Work required
Please filter the data below down to the lines holding the string "smoke".

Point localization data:
================================
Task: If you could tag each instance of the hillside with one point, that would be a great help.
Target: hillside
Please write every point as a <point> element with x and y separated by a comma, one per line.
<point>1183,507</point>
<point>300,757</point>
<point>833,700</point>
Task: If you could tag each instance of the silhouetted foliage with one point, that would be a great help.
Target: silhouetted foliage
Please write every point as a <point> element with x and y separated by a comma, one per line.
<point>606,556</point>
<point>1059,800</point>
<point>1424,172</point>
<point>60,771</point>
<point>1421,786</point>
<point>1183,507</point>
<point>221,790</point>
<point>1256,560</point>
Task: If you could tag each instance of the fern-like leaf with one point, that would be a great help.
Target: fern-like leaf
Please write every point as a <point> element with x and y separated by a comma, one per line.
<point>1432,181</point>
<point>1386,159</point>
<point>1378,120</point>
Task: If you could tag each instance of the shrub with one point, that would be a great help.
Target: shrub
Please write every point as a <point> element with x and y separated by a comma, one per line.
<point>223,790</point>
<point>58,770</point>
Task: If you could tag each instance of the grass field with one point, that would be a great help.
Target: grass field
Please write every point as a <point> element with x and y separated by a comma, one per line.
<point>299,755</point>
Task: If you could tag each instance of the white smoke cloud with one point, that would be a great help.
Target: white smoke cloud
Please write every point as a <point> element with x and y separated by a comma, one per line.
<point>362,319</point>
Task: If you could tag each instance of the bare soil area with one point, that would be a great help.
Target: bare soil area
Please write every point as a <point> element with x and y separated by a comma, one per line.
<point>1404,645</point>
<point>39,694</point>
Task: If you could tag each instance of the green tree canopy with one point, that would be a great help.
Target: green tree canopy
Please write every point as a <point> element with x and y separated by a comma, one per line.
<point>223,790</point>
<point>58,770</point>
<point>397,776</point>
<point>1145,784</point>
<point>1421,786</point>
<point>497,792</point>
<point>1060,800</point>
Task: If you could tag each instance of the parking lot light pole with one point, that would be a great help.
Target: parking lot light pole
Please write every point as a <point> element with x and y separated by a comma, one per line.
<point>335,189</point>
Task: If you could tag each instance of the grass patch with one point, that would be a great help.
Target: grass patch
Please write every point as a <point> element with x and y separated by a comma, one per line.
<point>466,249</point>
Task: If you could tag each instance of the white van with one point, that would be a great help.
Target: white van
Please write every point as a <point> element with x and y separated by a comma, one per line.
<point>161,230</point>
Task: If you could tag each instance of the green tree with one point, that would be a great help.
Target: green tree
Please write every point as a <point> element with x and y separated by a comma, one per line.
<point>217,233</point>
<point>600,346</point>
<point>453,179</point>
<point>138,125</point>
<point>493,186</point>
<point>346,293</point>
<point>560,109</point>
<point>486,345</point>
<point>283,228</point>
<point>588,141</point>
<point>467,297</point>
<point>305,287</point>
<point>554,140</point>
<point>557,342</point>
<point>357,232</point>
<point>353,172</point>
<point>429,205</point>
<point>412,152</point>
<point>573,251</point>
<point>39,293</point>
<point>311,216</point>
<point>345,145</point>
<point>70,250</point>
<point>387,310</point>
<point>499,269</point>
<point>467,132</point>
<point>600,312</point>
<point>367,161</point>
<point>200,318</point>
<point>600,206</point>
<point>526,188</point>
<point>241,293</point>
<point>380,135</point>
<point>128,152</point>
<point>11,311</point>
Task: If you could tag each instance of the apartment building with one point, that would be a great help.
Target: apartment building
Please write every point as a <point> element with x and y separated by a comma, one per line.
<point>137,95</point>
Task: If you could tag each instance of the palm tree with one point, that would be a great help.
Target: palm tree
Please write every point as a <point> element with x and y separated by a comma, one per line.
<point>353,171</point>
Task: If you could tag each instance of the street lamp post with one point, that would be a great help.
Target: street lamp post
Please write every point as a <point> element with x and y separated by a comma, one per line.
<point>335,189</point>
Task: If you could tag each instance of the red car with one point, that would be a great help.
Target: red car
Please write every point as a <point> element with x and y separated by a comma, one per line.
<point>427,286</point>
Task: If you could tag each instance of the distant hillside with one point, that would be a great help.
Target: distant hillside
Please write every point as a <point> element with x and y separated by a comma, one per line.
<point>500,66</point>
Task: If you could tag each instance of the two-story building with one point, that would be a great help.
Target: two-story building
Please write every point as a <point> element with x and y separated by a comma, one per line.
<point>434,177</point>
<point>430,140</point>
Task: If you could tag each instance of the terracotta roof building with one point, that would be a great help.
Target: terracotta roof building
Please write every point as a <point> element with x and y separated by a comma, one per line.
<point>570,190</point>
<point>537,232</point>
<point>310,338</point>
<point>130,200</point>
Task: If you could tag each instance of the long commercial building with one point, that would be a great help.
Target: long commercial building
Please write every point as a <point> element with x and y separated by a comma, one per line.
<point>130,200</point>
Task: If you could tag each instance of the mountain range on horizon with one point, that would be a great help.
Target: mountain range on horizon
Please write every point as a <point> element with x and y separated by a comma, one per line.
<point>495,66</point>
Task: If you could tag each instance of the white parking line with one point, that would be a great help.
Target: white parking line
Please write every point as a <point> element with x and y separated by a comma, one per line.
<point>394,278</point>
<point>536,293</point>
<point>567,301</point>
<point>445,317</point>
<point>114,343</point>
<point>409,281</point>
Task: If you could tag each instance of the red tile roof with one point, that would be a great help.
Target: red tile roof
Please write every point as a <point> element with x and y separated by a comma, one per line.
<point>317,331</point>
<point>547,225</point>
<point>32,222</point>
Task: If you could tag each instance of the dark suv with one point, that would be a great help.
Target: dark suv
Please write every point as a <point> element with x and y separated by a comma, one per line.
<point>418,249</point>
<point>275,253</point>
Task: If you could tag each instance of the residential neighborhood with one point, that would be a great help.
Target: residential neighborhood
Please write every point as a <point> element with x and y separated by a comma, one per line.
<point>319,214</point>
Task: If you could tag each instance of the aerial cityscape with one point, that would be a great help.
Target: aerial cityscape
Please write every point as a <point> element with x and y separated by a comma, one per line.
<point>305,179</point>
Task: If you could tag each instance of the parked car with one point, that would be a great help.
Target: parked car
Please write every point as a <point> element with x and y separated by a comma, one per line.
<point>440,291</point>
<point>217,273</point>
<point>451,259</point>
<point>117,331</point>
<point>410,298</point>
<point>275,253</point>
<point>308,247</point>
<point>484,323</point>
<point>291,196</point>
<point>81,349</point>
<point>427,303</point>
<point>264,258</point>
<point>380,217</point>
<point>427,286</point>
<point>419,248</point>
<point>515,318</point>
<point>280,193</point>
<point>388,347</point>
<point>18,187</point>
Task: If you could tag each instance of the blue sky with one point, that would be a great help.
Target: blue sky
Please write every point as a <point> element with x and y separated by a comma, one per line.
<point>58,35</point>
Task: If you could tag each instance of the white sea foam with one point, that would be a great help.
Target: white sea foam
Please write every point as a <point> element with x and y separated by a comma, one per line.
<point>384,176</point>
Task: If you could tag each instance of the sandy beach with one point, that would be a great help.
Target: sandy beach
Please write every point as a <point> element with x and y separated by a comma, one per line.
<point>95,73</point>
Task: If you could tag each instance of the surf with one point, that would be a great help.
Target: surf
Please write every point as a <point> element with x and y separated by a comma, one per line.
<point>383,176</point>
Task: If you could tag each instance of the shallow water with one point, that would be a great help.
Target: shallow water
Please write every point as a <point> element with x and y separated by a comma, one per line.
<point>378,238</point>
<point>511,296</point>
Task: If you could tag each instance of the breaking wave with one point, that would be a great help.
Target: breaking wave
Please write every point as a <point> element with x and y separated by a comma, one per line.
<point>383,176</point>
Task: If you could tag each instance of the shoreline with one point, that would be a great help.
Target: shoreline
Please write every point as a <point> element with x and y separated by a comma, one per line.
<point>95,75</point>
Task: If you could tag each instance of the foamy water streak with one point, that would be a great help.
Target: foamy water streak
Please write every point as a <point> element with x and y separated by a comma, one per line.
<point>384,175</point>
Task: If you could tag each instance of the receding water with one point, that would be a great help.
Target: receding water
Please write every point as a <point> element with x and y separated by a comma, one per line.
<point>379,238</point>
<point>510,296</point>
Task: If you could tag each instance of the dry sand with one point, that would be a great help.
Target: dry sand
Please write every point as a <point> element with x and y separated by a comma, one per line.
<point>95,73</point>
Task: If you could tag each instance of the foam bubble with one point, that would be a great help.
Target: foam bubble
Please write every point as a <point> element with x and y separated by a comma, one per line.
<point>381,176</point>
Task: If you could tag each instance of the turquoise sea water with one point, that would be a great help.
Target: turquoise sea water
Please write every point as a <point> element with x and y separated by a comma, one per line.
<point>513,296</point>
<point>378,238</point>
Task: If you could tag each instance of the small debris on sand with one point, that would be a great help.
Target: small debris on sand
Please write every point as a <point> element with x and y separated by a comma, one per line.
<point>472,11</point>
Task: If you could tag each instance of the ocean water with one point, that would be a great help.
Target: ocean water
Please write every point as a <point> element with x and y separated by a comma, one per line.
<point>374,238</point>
================================
The completed task
Task: If you could tag each instance of the white smoke cloud with one point, that would be a great help.
Target: white smoke cloud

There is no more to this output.